[Source document]:
● ● ● ● ● ● ●

Yet there were some justified grounds for bitterness as well. Just too many bad things had happened in the building of that Burma railway after the fall of Singapore for the British to feel otherwise. And the added factor was that Japan was such an unfamiliar country, with its totally different culture (where a lost wallet, for example, is invariably faithfully returned intact to its owner) and its alien language. Very few British people have ever been to Japan. Possibly no more than 100 Celtic fans had been there when Shunsuke joined us in 2005. The Celtic View added to the general air of ignorance of Oriental cultures by mixing up Nakamura with a Chinese player, Du Wei, who had joined us at the same time.

Japan remained a land of mystery, and had always been so. There was, for example, Sumo wrestling, which can entertain the eccentric as they flick through sports channels on days when there is no football. Like Spanish bullfighting, it would be hard to imagine it catching on in Scotland. Gilbert and Sullivan had produced The Mikado in 1885, portraying the “Gentlemen of Japan” saying:

Our attitude’s queer and quaint

Your wrong if you think it ain’t

– an attitude which might offend the politically correct brigade of the early 21st century, but it is certainly the case that Scotland and Japan knew very little about each other. Still, it is always said that football can transcend national barriers, as it is the common language of mankind.

● ● ● ● ● ● ●

[Data provided]:
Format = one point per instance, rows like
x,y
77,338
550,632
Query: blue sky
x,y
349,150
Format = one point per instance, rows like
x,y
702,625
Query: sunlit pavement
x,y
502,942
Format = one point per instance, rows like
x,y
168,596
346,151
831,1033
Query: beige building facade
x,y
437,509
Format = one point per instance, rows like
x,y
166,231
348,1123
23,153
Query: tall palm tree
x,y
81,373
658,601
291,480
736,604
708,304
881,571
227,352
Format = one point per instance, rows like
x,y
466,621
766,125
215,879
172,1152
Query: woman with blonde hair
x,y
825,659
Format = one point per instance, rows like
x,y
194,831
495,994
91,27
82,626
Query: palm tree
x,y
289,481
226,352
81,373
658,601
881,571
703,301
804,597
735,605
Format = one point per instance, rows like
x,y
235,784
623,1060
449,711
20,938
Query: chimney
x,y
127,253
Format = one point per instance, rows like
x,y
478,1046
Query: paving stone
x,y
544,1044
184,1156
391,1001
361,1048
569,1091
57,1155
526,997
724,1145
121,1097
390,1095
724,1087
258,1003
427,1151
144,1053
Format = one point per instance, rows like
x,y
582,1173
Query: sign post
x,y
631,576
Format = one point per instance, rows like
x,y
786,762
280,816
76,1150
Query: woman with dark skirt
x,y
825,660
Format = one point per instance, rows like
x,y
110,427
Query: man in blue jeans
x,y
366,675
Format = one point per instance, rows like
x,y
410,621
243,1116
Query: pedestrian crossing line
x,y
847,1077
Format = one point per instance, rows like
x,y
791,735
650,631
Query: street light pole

● ● ● ● ● ● ●

[Written instruction A]: Rewrite the Japan passage, beginning at the words "Yet there were" and stopping after "the same time.", and replace "wallet" with "purse".
[Written instruction B]: According to the Japan passage, which Chinese player did the Celtic View mix up with Nakamura?
The listing is not needed for this work.

[Expected output A]:
Yet there were some justified grounds for bitterness as well. Just too many bad things had happened in the building of that Burma railway after the fall of Singapore for the British to feel otherwise. And the added factor was that Japan was such an unfamiliar country, with its totally different culture (where a lost purse, for example, is invariably faithfully returned intact to its owner) and its alien language. Very few British people have ever been to Japan. Possibly no more than 100 Celtic fans had been there when Shunsuke joined us in 2005. The Celtic View added to the general air of ignorance of Oriental cultures by mixing up Nakamura with a Chinese player, Du Wei, who had joined us at the same time.

[Expected output B]: Du Wei